*ACTIVITY LIST:*
**A)** From the passage below on how China is organized, list every unit the text names beneath the level of the city.
**B)** In the passage below on how China is organized, restate the paragraph beginning "China, to many, initially comes across" in two short sentences, keeping its main points.

(STUDY TEXT Opens)

I like the way China is organised. And when you think about this, it’s about the only way to bring order to a country of such size and complexity.
China, to many, initially comes across as utter madness, the very epitome of disorganisation. Indeed, there is no shortage of complete randomness taking place on its cities’ streets on a constant basis. Yet, somehow emerging from amid the mayhem, more often that not, comes magnificence.
From a purely physical standpoint, China’s top tier of organisation comes at the national level, followed by its provinces, municipalities, autonomous regions, etc. Beneath them, the cities, each divided into districts or counties. There follow the subdistricts and towns and then our dear residential communities.
But it doesn’t stop there. Alert readers who are supposedly “well to do” and living in our city’s more expensive residential communities will also be aware of their butler.
That’s a literal translation of the Chinese (管家); it might be olde-worldy English but it’s genius.

(STUDY TEXT Closes)
(DATA TO EXAMINE Opens)

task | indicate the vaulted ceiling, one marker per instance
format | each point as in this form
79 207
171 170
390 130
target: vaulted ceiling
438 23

(DATA TO EXAMINE Closes)

*SET OF ANSWERS:*
**A)** Districts, counties, subdistricts, towns, residential communities

**B)** To many people, China at first seems completely mad and disorganized, with constant randomness on its city streets. Yet out of this mayhem, more often than not, magnificence emerges.